- _Task requirements_:
Switch every "Detect" in the data below to "Locate" and reproduce the lines with nothing else changed.

Data taken from a collection
# # #

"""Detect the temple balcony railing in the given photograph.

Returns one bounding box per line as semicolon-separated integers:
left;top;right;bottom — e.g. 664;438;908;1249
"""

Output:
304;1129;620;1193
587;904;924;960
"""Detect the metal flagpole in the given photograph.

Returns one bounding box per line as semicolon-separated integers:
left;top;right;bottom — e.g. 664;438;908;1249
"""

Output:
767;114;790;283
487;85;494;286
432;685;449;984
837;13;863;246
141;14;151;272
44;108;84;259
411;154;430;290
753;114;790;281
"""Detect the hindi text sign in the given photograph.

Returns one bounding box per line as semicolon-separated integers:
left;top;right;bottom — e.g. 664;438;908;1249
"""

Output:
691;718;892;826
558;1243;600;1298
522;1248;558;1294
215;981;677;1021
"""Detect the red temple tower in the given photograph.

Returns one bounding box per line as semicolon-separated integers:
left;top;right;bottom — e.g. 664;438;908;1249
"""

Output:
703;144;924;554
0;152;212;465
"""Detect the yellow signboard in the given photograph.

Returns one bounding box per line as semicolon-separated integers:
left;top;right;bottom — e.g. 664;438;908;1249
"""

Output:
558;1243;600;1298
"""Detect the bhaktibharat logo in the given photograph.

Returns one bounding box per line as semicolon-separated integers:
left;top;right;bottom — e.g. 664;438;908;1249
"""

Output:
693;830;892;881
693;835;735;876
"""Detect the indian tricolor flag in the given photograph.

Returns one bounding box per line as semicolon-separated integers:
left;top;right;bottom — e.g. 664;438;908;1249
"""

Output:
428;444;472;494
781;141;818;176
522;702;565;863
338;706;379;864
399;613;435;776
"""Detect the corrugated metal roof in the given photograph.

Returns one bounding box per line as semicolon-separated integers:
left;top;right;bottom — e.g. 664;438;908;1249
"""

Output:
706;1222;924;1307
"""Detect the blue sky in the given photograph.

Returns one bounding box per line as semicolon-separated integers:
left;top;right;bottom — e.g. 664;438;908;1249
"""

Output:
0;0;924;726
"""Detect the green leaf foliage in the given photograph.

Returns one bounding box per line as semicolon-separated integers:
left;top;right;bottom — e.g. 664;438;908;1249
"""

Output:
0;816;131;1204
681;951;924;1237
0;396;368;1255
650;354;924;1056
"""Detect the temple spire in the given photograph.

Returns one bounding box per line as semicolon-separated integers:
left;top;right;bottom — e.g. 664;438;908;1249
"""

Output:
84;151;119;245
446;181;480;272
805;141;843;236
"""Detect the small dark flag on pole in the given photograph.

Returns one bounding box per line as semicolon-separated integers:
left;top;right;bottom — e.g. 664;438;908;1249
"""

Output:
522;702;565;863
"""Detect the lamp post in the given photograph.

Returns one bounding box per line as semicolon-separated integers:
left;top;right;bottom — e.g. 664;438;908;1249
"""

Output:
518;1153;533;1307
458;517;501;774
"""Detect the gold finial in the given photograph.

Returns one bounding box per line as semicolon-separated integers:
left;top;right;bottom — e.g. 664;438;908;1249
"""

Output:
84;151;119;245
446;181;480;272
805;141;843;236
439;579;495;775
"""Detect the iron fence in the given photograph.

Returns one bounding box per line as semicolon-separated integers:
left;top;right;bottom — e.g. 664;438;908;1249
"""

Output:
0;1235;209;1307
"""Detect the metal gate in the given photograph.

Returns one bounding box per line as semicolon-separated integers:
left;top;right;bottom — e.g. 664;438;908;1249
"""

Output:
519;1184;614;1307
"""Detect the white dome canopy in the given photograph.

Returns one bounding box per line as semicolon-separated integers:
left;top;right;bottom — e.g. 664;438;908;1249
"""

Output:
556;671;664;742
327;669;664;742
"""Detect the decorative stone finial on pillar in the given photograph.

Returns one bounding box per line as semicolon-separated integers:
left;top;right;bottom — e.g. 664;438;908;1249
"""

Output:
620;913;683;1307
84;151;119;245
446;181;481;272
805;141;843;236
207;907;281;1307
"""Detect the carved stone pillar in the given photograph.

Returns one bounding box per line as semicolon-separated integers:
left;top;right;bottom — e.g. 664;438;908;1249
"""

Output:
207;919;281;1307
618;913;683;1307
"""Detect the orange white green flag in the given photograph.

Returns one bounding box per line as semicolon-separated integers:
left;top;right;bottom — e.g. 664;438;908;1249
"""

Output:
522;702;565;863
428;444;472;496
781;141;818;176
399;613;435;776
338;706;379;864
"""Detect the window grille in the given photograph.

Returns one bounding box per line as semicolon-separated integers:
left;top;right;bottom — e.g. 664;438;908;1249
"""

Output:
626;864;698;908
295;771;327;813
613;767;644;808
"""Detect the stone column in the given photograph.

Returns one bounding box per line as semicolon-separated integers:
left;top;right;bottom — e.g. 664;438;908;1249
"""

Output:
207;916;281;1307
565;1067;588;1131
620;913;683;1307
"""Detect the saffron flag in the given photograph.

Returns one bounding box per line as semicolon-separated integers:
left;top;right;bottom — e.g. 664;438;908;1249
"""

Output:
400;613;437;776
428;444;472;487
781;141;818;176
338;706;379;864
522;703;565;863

# # #

- _Final result_:
"""Locate the temple balcony railing in the given photograph.

Returns one bounding box per line as semicolon-separated integers:
left;top;right;bottom — e.g. 664;438;908;1249
"""

Output:
304;1129;620;1193
587;904;924;960
"""Locate the metal flagpole in the given photograph.

Returns one bounding box per line as semicolon-separated integers:
left;top;right;bottom — e.g. 664;438;908;1249
"""

Output:
767;114;790;283
487;85;494;286
432;685;449;984
837;13;863;246
141;14;151;272
44;108;84;259
411;154;430;290
753;114;790;281
"""Locate the hindi text sign in the given photograph.

Returns one bounding box per line as semicolon-separated integers:
left;top;right;bottom — e.g. 664;438;908;1249
"""

Output:
691;718;892;826
558;1243;600;1298
522;1248;558;1294
215;981;677;1021
"""Locate the red temple tower in the given photograph.

Returns one bounding box per line as semicolon-separated integers:
left;top;right;bottom — e.g. 664;438;908;1249
"""

Output:
703;144;924;554
0;152;212;465
"""Locate the yellow signboard in the given photograph.

Returns one bounding box per line as semicolon-separated integers:
left;top;right;bottom — e.g. 664;438;908;1249
"""

Output:
558;1243;600;1298
"""Locate the bhaktibharat logo in the given photograph.

Returns one bounding box per line as semicolon-separated integers:
left;top;right;bottom — e.g. 664;438;908;1249
"""

Output:
693;830;892;881
693;835;735;876
"""Locate the indian tricolor flag in the given photograph.

Returns one bounding box per line as semicolon-separated integers:
left;top;right;bottom — e.g. 664;438;908;1249
"""

Output:
428;444;472;494
781;141;818;176
522;702;565;863
338;706;379;864
399;613;435;776
"""Locate the corrugated metal roof in the given photograph.

Returns one bounding box per line as semicolon-separated integers:
left;top;right;bottom — e.g. 664;438;908;1249
"""

Output:
706;1222;924;1307
"""Locate the blue sky in the given photograph.

Returns one bounding box per line as semicolon-separated integers:
left;top;right;bottom — e.g. 664;438;908;1249
"""

Output:
0;0;924;726
"""Locate the green leaf foliage in the given photograph.

Returns one bounding box per line as semicolon-separated integers:
left;top;right;bottom — e.g. 664;438;908;1249
"""

Output:
0;816;131;1204
681;951;924;1237
0;396;368;1255
650;354;924;1056
"""Locate the temple spire in the given photograph.

Returns one bounding box per line as semicolon-separated integers:
left;top;right;bottom — e.g. 664;438;908;1249
"""

Output:
84;151;119;245
446;181;480;272
805;141;843;236
"""Locate the small dark flag on pole in the given photograph.

Returns one bounding box per line as semicolon-separated integers:
left;top;right;bottom — e.g. 664;438;908;1249
"""

Output:
522;702;565;863
"""Locate the lamp post in the given photograph.

Returns one bounding box per line as semicolon-separated integers:
left;top;right;bottom — e.g. 664;438;908;1249
"""

Output:
518;1153;533;1307
458;517;501;774
"""Locate the gold finial in the given photograph.

Returns one bounding box per line as semicolon-separated integers:
left;top;right;bottom — e.g. 664;438;908;1249
"""

Output:
84;151;119;245
446;181;480;272
805;141;843;236
439;579;495;775
"""Locate the iron fence in the given photograph.

Returns one bounding box per line as semicolon-separated integers:
left;top;right;bottom — e.g. 664;438;908;1249
"""

Output:
0;1235;209;1307
"""Locate the metal gate in the given photograph.

Returns one bounding box per line as semicolon-separated integers:
left;top;right;bottom — e.g. 664;438;908;1249
"""

Output:
519;1184;614;1307
"""Locate the white dome canopy in the given photograph.

Returns one bounding box per line as semicolon-separated integers:
left;top;right;bottom — e.g. 664;438;908;1249
"""

Output:
556;671;664;742
327;669;664;742
"""Locate the decorative stone finial on pillar in the given photograph.

Returns one bounding box per line as semicolon-separated integers:
left;top;right;bottom — e.g. 664;438;908;1249
"""

Output:
620;913;683;1307
84;151;119;245
446;181;481;272
805;141;843;236
207;907;281;1307
"""Locate the carved stone pillar in the given photograph.

Returns one bounding box per line as semicolon-separated integers:
left;top;right;bottom — e.g. 664;438;908;1249
"""

Output:
207;919;281;1307
618;913;683;1307
"""Locate the orange white green flag in the given photograph.

Returns one bounding box per line as semicolon-separated integers:
left;top;right;bottom — e.g. 664;438;908;1249
"""

Output:
522;702;565;863
428;444;472;496
781;141;818;176
399;613;435;776
338;706;379;864
"""Locate the window grille in the given photograph.

Returns one bounding box per line as semicolon-separated integers:
left;top;right;bottom — e.g. 664;438;908;1249
"""

Output:
626;864;698;908
295;771;327;813
613;767;644;808
"""Locate the stone column in the given photograph.

Returns one bounding box per line as semicolon-separated integers:
left;top;right;bottom — e.g. 664;438;908;1249
"""

Output:
207;916;281;1307
565;1067;588;1131
620;913;683;1307
"""Locate the saffron flag in the given photograph.

Returns one bounding box per line as semicolon-separated integers:
left;top;right;bottom — e.g. 664;438;908;1249
"""

Output:
400;613;437;776
428;444;472;487
781;141;818;176
338;706;379;864
522;703;565;863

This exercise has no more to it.